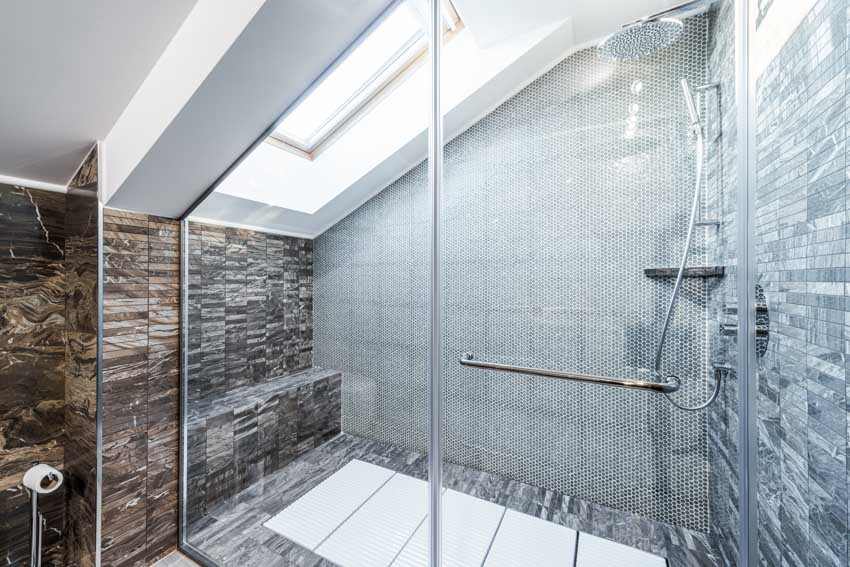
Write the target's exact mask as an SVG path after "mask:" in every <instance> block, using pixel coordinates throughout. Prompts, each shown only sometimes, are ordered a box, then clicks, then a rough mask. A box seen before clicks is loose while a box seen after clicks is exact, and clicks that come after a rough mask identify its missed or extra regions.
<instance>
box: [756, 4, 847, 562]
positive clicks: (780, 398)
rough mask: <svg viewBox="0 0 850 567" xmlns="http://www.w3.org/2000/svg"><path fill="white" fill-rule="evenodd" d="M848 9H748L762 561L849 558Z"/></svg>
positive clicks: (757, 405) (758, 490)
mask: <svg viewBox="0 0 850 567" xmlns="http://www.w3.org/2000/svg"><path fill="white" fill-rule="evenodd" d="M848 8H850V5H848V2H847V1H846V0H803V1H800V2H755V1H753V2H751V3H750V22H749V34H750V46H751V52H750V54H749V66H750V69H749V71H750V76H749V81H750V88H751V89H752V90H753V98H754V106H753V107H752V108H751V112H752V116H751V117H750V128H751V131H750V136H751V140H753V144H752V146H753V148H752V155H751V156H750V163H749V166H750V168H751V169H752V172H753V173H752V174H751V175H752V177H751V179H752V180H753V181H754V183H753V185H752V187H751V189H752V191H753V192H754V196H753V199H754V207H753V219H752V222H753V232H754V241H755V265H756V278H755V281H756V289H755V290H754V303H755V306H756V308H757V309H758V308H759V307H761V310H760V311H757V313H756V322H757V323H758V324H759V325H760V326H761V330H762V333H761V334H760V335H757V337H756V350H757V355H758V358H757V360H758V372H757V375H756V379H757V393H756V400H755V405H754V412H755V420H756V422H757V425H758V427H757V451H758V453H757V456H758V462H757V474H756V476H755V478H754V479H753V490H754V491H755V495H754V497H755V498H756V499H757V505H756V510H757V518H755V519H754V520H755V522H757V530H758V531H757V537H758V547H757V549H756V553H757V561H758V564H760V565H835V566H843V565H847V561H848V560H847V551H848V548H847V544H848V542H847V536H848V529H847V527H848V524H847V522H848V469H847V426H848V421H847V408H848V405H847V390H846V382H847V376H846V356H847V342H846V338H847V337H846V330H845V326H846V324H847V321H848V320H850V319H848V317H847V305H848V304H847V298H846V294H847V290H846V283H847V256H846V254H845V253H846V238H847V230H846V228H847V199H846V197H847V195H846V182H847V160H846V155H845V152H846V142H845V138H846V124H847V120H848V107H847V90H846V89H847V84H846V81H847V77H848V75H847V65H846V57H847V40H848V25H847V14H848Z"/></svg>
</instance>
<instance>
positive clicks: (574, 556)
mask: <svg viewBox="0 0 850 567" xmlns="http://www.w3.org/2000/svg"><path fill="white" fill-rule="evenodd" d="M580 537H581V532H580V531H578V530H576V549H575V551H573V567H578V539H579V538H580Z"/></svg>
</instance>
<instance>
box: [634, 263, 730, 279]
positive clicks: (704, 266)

────────────────────────────────────────

» Brief
Repeat the records word for word, skipping pictures.

» Answer space
Write the target's exact mask as an SVG path after "mask:" in every <instance> block, using pixel coordinates throughout. Prompts, each shown only sometimes, are ordered a box, then clicks, then a rough mask. A box seen before clicks is loose while a box seen after clicks is exact, and clicks that come after a rough mask identify its missed or extra regions.
<instance>
box: [756, 4, 847, 562]
positive clicks: (780, 398)
rough mask: <svg viewBox="0 0 850 567" xmlns="http://www.w3.org/2000/svg"><path fill="white" fill-rule="evenodd" d="M848 9H748L762 561L849 558Z"/></svg>
positive clicks: (757, 405) (758, 490)
mask: <svg viewBox="0 0 850 567" xmlns="http://www.w3.org/2000/svg"><path fill="white" fill-rule="evenodd" d="M848 8H850V5H848V2H847V1H846V0H803V1H800V2H755V1H753V2H751V3H750V22H749V34H750V46H751V52H750V54H749V66H750V69H749V71H750V76H749V81H750V88H751V89H752V90H753V98H754V106H753V107H752V108H751V112H752V116H751V117H750V128H751V131H750V136H751V140H753V144H752V146H753V148H752V155H751V156H750V163H749V166H750V168H751V169H752V172H753V173H752V174H751V175H752V177H751V179H752V180H753V181H754V183H753V185H752V187H751V189H752V191H753V192H754V196H753V199H754V207H753V219H752V222H753V232H754V241H755V265H756V278H755V281H756V289H755V290H754V303H755V306H756V308H757V309H758V308H759V307H761V310H760V311H757V313H756V322H757V323H758V324H759V325H760V326H761V330H762V333H761V334H760V335H757V337H756V350H757V355H758V358H757V360H758V372H757V375H756V379H757V393H756V400H755V405H754V412H755V420H756V422H757V425H758V427H757V451H758V453H757V456H758V462H757V474H756V476H755V478H754V479H753V490H754V491H755V495H754V497H755V498H756V499H757V505H756V510H757V518H755V519H754V520H755V522H757V530H758V531H757V537H758V547H757V549H756V553H757V561H758V564H760V565H835V566H843V565H847V561H848V560H847V551H848V548H847V544H848V542H847V536H848V529H847V527H848V524H847V522H848V469H847V426H848V421H847V408H848V405H847V390H846V382H847V376H846V356H847V342H846V338H847V337H846V330H845V326H846V324H847V321H848V320H850V319H848V317H847V305H848V304H847V298H846V294H847V290H846V283H847V256H846V254H845V253H846V238H847V230H846V228H847V199H846V197H847V195H846V182H847V160H846V155H845V152H846V142H845V138H846V124H847V120H848V107H847V90H846V89H847V84H846V81H847V77H848V75H847V65H846V57H847V40H848V25H847V14H848Z"/></svg>
</instance>
<instance>
positive clicks: (574, 556)
mask: <svg viewBox="0 0 850 567" xmlns="http://www.w3.org/2000/svg"><path fill="white" fill-rule="evenodd" d="M580 537H581V532H580V531H578V530H576V549H575V551H573V567H578V539H579V538H580Z"/></svg>
</instance>
<instance>
box: [634, 263, 730, 279]
positive clicks: (704, 266)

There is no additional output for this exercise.